▶ Artikel:

=-=-=-=-=

Es war eine der bisher größten Protestaktionen des konservativen Lagers gegen Sánchez, dessen Popularität sich Umfragen zufolge im Sinkflug befindet. Die Madrider Lokalpolizei, die von der konservativen Stadtregierung abhängig ist, schätzte die Teilnehmerzahl auf etwa 126.000 Menschen. Die spanische Regierung sprach unterdessen von 25.000 Demonstranten.

„Nein zum Straferlass“, skandierte die Menge. Immer wieder riefen die Demonstranten „Rücktritt, Rücktritt“. Sie beschuldigten den sozialdemokratisch orientierten Sozialisten Sanchez, vor den katalanischen Separatisten in die Knie zu gehen und so die territoriale Einheit Spaniens zu gefährden. Sánchez, der in Koalition mit der Linkspartei Podemos regiert, rolle den Unabhängigkeitsführern, die Spanien zerstören wollten, nun den roten Teppich aus, hieß es. Sánchez’ Minderheitsregierung wird im Parlament von den katalanischen und baskischen Unabhängigkeitsparteien unterstützt. Viele Kundgebungsteilnehmer hatten sich in Nationalflaggen gehüllt.

Vergeblich hatte Spaniens Regierungschef kurz vor dem Massenprotest an die spanischen Bürger appelliert, im seit Jahren schwelenden Katalonienkonflikt „Großzügigkeit“ zu zeigen, um die Spannungen mit dieser Region abzubauen und einen politischen Dialog mit der Unabhängigkeitsbewegung zu erleichtern. Zur Lösung des Konfliktes müsse man nun, nach langer Zeit der Zwietracht, „den Weg der Versöhnung“ einschlagen und eine „Zukunft des Zusammenlebens“ anstreben. Die Begnadigung ist in Spanien ein in der Verfassung verankertes Recht der Regierung.

Den vorläufigen Höhepunkt des Katalonienstreits hatte Spanien im Jahr 2017 erlebt. Damals setzte die katalanische Separatistenregierung von Carles Puigdemont ein illegales Unabhängigkeitsreferendum an, bei dem es zu Auseinandersetzungen mit der Polizei kam. Anschließend riefen die Separatisten eine unabhängige Republik Katalonien aus. Daraufhin wurden zwölf katalanische Separatistenführer wegen Aufruhrs verurteilt, neun sitzen bis heute im Gefängnis und sollen nun im Zuge der Begnadigung in Kürze freikommen.

=-=-=-=-=

▶ Vorliegende Einträge:
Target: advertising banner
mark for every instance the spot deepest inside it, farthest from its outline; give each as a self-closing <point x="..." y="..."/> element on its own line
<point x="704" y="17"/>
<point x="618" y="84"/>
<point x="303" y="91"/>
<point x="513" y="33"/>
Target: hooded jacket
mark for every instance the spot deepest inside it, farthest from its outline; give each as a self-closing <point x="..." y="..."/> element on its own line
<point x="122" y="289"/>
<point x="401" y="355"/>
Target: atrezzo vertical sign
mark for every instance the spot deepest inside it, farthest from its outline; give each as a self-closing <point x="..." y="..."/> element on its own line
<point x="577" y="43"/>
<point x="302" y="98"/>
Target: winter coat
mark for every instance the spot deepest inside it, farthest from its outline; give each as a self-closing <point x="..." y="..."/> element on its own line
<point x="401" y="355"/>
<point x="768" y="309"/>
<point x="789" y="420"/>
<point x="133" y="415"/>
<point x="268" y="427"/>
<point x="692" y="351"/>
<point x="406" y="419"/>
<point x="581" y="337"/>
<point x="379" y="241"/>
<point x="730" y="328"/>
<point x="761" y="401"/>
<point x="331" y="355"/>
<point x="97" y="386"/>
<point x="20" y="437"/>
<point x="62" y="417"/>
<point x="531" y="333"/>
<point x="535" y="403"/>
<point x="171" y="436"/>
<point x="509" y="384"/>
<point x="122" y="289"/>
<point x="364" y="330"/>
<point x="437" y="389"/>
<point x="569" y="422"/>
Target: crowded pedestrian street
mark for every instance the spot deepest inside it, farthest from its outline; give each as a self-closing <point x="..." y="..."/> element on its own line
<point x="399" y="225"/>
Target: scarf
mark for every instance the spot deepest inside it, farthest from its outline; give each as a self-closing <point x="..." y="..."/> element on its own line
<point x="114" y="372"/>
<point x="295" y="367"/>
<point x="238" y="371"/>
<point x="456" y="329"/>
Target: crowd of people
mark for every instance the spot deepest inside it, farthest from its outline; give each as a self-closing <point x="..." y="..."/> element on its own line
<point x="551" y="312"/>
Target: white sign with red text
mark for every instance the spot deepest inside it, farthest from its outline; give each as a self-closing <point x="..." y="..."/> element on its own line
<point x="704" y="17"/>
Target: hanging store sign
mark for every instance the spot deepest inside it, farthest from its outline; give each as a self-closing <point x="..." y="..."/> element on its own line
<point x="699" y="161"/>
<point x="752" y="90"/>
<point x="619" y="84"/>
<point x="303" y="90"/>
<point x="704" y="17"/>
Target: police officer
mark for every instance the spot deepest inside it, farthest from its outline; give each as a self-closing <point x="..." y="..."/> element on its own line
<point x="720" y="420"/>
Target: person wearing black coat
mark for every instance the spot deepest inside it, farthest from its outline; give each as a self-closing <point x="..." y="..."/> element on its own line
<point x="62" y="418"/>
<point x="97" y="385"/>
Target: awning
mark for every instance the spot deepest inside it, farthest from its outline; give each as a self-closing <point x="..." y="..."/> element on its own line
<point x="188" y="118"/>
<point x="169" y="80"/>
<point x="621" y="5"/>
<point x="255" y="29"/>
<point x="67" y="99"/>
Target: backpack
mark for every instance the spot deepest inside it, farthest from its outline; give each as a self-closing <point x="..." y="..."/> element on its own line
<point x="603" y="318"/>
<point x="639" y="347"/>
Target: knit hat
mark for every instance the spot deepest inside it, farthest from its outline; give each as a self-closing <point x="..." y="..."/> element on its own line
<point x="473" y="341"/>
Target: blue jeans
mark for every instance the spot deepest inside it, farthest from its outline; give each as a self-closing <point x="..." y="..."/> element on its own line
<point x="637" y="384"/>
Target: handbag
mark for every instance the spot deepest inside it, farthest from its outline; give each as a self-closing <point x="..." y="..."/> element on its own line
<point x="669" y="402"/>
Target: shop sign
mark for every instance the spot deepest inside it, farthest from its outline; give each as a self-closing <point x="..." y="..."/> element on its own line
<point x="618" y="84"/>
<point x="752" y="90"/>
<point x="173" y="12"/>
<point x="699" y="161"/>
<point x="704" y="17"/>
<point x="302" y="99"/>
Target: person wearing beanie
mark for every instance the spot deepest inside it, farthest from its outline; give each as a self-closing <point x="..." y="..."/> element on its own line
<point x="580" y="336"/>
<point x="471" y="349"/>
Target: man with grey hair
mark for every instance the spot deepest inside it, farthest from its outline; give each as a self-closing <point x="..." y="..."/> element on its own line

=-=-=-=-=

▶ Zu erledigen:
**1)** Auf wie viele Teilnehmer schätzte die Madrider Lokalpolizei laut dem Artikel die Protestaktion?
**2)** Schreib aus dem Artikel wortgetreu die Passage ab, die mit „Es war eine“ anfängt und bis einschließlich „von 25.000 Demonstranten.“ reicht.

▶ Die Antworten:
**1)** Auf etwa 126.000 Menschen.

**2)**
Es war eine der bisher größten Protestaktionen des konservativen Lagers gegen Sánchez, dessen Popularität sich Umfragen zufolge im Sinkflug befindet. Die Madrider Lokalpolizei, die von der konservativen Stadtregierung abhängig ist, schätzte die Teilnehmerzahl auf etwa 126.000 Menschen. Die spanische Regierung sprach unterdessen von 25.000 Demonstranten.